* SUPPLIED TEXT:
In the 213th Trial Session, held on May 10, 2023, CADE’s Tribunal, by majority vote, blocked the acquisition of Grupo Smile by Hapvida, arguing that the transaction would result in significant concentrations (30%-50%) in health plan markets in municipalities of Alagoas and Paraíba states.
The transaction joins the list of emblematic cases that were blocked by the Brazilian Antitrust Authority (such as Ipiranga/Alesat, Estácio/Kroton and Braskem/Solvay), confirming the intense scrutiny that the health segment has been suffering from CADE. In this sense, it is noteworthy:
(i) the extensive market tests performed in relevant transactions. See, for example, merger cases Hapvida/NotreDame (2021) and Rede D’Or/Sul América (2022);
(ii) the conditional clearance of transactions such as Hapvida/Plamed (2021) and Athena/São Bernardo (2020); and
(iii) the second edition publication of the economic studies “Merger cases in the health insurance, hospital and diagnostic medicine markets – 2022” and “Supplementary Health Care Market: Conducts – 2021” from CADE’s booklets series.
It is expected that the sector will remain under CADE’s surveillance; the Authority is expected to stay attentive to the transactions and to demand more information from the applicants to conduct its analysis, notably due to the importance of the market to the end consumer.
Another relevant factor for CADE’s decision to block the Hapvida case was the lack of consensus between the parties during the negotiation of remedies. This fact was reiterated during the trial session, with commissioners emphasizing that, once the authority express competitive concerns, the parties must proactively propose the appropriate remedies to fit the market context and the dynamics of the parties’ economic activities.
This was another opportunity in which CADE discussed the remedy negotiation procedures, which were also addressed in the recent transaction involving the Catena-X platform.

* EXERCISE INSTRUCTIONS: Copy the text about CADE's Hapvida decision between "It is expected" and "the end consumer.", inclusive, replacing "surveillance" with "oversight". Draw solely on the text about CADE's Hapvida decision.

* MATERIAL PROVIDED:
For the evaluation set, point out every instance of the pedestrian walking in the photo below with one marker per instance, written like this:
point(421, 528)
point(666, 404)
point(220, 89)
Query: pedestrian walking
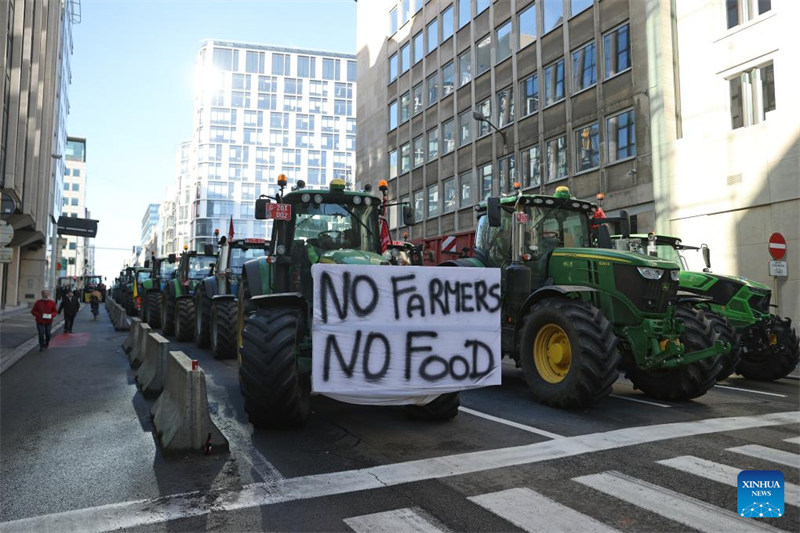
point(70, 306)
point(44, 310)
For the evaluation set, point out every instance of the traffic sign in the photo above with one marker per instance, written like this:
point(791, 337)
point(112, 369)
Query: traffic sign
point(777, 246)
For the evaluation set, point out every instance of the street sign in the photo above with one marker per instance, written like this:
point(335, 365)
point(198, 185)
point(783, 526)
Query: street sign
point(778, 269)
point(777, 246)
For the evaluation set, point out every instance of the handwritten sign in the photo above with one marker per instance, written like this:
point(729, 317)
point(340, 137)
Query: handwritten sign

* SOLUTION TO THIS EXERCISE:
It is expected that the sector will remain under CADE’s oversight; the Authority is expected to stay attentive to the transactions and to demand more information from the applicants to conduct its analysis, notably due to the importance of the market to the end consumer.